* Excerpt:
--- START ---

# Bringing T-105s back from the dead



## rmay635703 (Oct 23, 2008)

Desulphating can be a very slow process and certainly is not guaranteed to work much of the time.

I would add EDTA and DISTILLED water to the batteries and allow them to trickle charge several days or add epsom salts in hot distilled water to the batteries and trickle charge then dump.

A pulse charger speeds up the EDTA but desulphating does not happen quickly, it took a long time to sulphate, it takes a long time to desulphate.

If you are very frustrated convert them to an alum battery (you can always convert back if the performance isn't there)

Just search on google for lead alum battery conversion and you will find a recipe.

And remember they may be shorted or mechanically broken and therefor unusable and unrecoverable. You may find some come back, you may find none do as well.

Good Luck


----------



## morvolts (Jun 19, 2008)

they seem to be mechanically sound and 2 of them even pass the load test at the lower end.Ive added a charger to them while other charger is in the desulphating mode and it seems to help.
2 more are coming up in voltage but the load test failed badly. I just got a new high frequency charger so Ill see if that helps too.


----------



## morvolts (Jun 19, 2008)

Has anyone built an industrial grade desulphator thats produced good results?
The smaller ones will only do a pound a day.Too long for me with 65# batterys.


----------



## aeroscott (Jan 5, 2008)

raid the alum battery conversion last night worth looking at .


----------



## Zemmo (Sep 13, 2007)

I built small desulfators for my batteries in my EV. The voltage slowly came up over 2 months of being on the batteries constantly. It won't make the battery become new again. I believe they just extend the life of the batteries. But it is a slow process after the two months, I have not seen any further gains in voltage in the batteries. They have been on my batteries now for 6 months, so I know it is 1 day per 1 lb of lead. I've heard of several people trying to make a larger desulfator and trying to use those electric fense pulsers. I don't know the results of those devices. But I believe there isn't really much hope on the fense pulser to work. I believe it is a specific resonance to breaks down the sulfation molecules.

--- END ---

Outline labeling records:
--- START ---

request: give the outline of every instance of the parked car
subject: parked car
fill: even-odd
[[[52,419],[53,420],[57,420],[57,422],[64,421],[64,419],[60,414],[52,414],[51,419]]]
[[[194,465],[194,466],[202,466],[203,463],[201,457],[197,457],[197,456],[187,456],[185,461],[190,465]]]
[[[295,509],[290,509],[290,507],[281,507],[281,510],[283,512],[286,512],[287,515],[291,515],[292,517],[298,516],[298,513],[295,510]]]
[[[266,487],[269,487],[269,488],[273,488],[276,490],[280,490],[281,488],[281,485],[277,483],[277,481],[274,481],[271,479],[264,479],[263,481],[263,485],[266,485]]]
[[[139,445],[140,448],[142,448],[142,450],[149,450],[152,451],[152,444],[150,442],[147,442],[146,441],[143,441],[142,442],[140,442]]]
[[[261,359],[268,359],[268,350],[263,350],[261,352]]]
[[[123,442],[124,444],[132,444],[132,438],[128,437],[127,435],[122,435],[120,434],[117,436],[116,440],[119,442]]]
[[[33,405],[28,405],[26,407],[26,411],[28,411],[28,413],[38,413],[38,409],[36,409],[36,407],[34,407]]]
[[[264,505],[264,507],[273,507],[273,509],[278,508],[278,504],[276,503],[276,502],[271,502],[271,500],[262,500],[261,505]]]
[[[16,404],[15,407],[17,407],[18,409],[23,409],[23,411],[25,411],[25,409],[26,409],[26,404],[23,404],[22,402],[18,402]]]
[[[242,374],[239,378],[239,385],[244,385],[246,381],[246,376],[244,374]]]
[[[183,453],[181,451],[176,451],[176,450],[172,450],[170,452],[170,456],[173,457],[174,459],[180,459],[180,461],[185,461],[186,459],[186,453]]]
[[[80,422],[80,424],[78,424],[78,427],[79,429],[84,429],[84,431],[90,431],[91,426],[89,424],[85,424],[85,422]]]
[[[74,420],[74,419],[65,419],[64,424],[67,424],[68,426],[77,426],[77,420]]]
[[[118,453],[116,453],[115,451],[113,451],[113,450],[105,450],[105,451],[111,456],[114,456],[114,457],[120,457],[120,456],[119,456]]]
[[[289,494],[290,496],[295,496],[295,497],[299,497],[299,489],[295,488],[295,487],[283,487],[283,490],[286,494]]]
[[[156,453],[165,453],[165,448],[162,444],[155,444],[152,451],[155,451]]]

--- END ---

* Required work:
- 1) In the battery thread, does each statement agree with what is posted? Answer yes or no for each, quoting the words that decide it. (a) A pulse charger speeds up EDTA. (b) Zemmo saw the voltage keep rising after the first two months. (c) Every battery morvolts tested passed the load test.
- 2) How would you render this sentence from the battery thread in Spanish: "Desulphating can be a very slow process and certainly is not guaranteed to work much of the time."
- 3) Set down the battery thread's text between "## rmay635703 (Oct" and "charge then dump.", inclusive.

* Final answers:
- 1)
(a) Yes: "A pulse charger speeds up the EDTA"
(b) No: "after the two months, I have not seen any further gains in voltage in the batteries"
(c) No: "2 more are coming up in voltage but the load test failed badly"

- 2) La desulfatación puede ser un proceso muy lento y, desde luego, no está garantizado que funcione buena parte de las veces.

- 3)
## rmay635703 (Oct 23, 2008)

Desulphating can be a very slow process and certainly is not guaranteed to work much of the time.

I would add EDTA and DISTILLED water to the batteries and allow them to trickle charge several days or add epsom salts in hot distilled water to the batteries and trickle charge then dump.